───── EXCERPTED TEXT

Really well done... Well made.
Barber's composition defines sorrow for me and yet somehow it comforts as well.*
Fantastic rendering of this monumental piece of music.
Fave.
Thank you, Steve. Means a lot to me.
Thank you, Joani.
Thank you, Robert.
Love this, Gary! Thrilling.
Thank you, Mia.
These words take me to a better place. I enjoy this piece more with every read.
Thank you, Carol.
nice. love barber, too.
Cathartic. *
" . . . the calm this time . . . "
This is lovely, Gary. I can feel the strains and hear the tone in my mind. We need music, and yet, they keep stripping away funding for the arts....
Amazing. I know I left a comment and faved, but the comment has vanished. I recall it was something about how you got inside the music and revealed some of its inner secrets. You did, of course.
Good piece, Gary -
"Can the calm this time
give us space to step deliberately
toward peace or something like it?"
I like. *
Thank you, James. Barber composed many wonderful pieces seldom heard now.
Thank you, Sally, for your response.
Thanks, Mathew. There is a place somewhere in the inner workings of Fictionaut that holds many messages as electronic hostages.
Thank you, Sam. I have to credit a friend for some of the re-working of this, and the link.
Nice work, Gary. Beautiful music.*
i've never liked barber. i like this piece much more.
Thank you, John. Coming from a superior musician, high praise, indeed.
Thank you, Stephen.
J. Mykell, I appreciate your kind use of "cathartic" very much.
Well Gary, you've taken a beautiful piece of music and written about it beautifully. *
Beautiful finish.
I echo J. Mykell ... cathartic. Also powerful in a gentle way. *
Di'n't see this earlier.
Thank you, Foster. Ekphrasis is a fine way to open the channels to available wavelengths.
Thank you very much, Frankie, Quirina and James.
Just getting to this. Thanks for the reminder and more than able commentary on a beautiful piece of music.*
Thank you, Gary.
Profound meditation on the music.
Thank you, Gloria.
Thank you for this, Gary. *
Thank you for reading it, Beate.

──────────
───── DATA SEGMENT

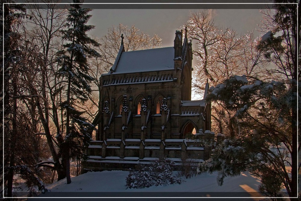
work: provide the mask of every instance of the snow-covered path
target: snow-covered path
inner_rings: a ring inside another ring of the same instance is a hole
[[[257,189],[260,181],[249,174],[225,178],[224,184],[219,186],[216,181],[217,174],[203,173],[196,177],[184,179],[185,181],[181,184],[152,186],[142,189],[126,189],[126,177],[129,172],[121,171],[104,171],[89,172],[77,177],[73,177],[72,182],[67,184],[66,179],[54,183],[47,187],[48,192],[40,197],[136,197],[177,198],[194,197],[250,197],[260,196]],[[173,192],[169,193],[168,192]],[[43,200],[45,200],[45,198]],[[80,198],[80,200],[91,200],[92,198]],[[175,198],[173,198],[175,199]],[[176,198],[177,199],[181,198]],[[104,200],[102,198],[101,200]],[[112,199],[108,200],[112,200]],[[123,198],[123,201],[133,200],[133,198]],[[168,198],[157,198],[156,200],[165,200]],[[200,199],[200,198],[198,198]],[[140,200],[142,198],[140,198]],[[188,200],[195,200],[190,198]],[[259,200],[240,198],[239,200]],[[40,199],[29,199],[36,201]],[[150,199],[143,200],[150,200]],[[210,200],[216,199],[212,198]],[[233,198],[219,198],[219,200],[232,200]],[[137,200],[137,199],[136,200]],[[42,199],[41,200],[42,200]],[[62,200],[63,200],[62,199]],[[153,199],[153,200],[154,200]],[[187,200],[185,199],[185,200]]]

──────────

DIRECTIVES:
[a] Reproduce the comment thread from "Thank you, John." to "to available wavelengths.".
[b] Extend the comment thread on the Barber-inspired piece beyond its final comment.
The listing is separate material that has nothing to do with the comment thread.

TASK-BY-TASK ANSWERS:
[a]
Thank you, John. Coming from a superior musician, high praise, indeed.
Thank you, Stephen.
J. Mykell, I appreciate your kind use of "cathartic" very much.
Well Gary, you've taken a beautiful piece of music and written about it beautifully. *
Beautiful finish.
I echo J. Mykell ... cathartic. Also powerful in a gentle way. *
Di'n't see this earlier.
Thank you, Foster. Ekphrasis is a fine way to open the channels to available wavelengths.

[b]
coming to this, finally, late but...nevertheless i've arrived. fantastic piece of work. faved.
Thank you very much, Alex.
Also one of my top five favorite classical pieces. Well done capturing it, Gary.
Thank you, Copper.
Excellent piece! I'm not a Barber fan, mostly listen to Baroque, especially Vivaldi, Bach, Corelli, Telemann, Purcell, the rest of the gang; but Barber was bigger than himself in this piece that you so gently and elegantly write about. But the poem, of course, should be good without either knowledge or appreciation of the music -- and it is! Thanks.
Thanks, Willie. I am very charmed by the Baroque gang as well. I suspect that God, when It chooses to exist, listens to Bach.
Simply gorgeous, Gary.
Beautiful poem Gary. For those of us of a certain age, it became the dirge of national grief after the Kennedy assassination when it was played for four days without stop.
Thank you, Daniel.
Well written poem on a stunning piece. Fun fact: Barber's "Adagio" is a smaller part of a larger work--String Quartet, Op. 11.
Thank you, Amanda. It's interesting how pieces from pieces can be re-arranged, transcribed, re-orchestrated and transformed.
Well played. *
"to an orchestra stripped of wind and drum "
Thank you very much, Michael.
Excellent! Love!
Thank you, Mia.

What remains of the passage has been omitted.